>> START

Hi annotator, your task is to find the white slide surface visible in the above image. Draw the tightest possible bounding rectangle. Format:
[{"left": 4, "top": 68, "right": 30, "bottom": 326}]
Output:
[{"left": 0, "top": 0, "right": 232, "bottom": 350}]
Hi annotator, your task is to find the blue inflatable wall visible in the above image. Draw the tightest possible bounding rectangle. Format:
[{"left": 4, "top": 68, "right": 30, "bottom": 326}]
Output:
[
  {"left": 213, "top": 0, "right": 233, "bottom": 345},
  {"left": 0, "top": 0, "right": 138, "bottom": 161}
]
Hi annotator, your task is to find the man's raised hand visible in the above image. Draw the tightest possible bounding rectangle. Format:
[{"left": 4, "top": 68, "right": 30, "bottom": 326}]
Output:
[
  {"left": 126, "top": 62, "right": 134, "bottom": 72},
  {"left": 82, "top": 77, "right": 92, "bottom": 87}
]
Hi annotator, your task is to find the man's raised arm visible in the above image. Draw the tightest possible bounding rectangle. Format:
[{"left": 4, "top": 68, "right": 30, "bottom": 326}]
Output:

>> END

### Task to complete
Copy the entries above with "bounding box" in place of every "bounding rectangle", leaving everything else as it is.

### The response
Hi annotator, your task is to find the white slide surface visible in the above image. Draw the tightest possible bounding box. Format:
[{"left": 4, "top": 68, "right": 30, "bottom": 326}]
Output:
[{"left": 0, "top": 0, "right": 232, "bottom": 350}]
Hi annotator, your task is to find the blue inflatable wall visible in the above image. Draw the tightest possible bounding box. Format:
[{"left": 4, "top": 68, "right": 30, "bottom": 326}]
Output:
[
  {"left": 213, "top": 0, "right": 233, "bottom": 345},
  {"left": 0, "top": 0, "right": 138, "bottom": 161}
]
Hi annotator, your task is to find the man's raised hand visible in the above image. Draw the tightest possible bounding box. Format:
[{"left": 4, "top": 68, "right": 30, "bottom": 326}]
Output:
[
  {"left": 126, "top": 62, "right": 134, "bottom": 72},
  {"left": 82, "top": 77, "right": 92, "bottom": 87}
]
Hi annotator, your task is to find the man's raised arm visible in the above image. Draw the tightest possible bounding box. Format:
[{"left": 4, "top": 68, "right": 30, "bottom": 326}]
Output:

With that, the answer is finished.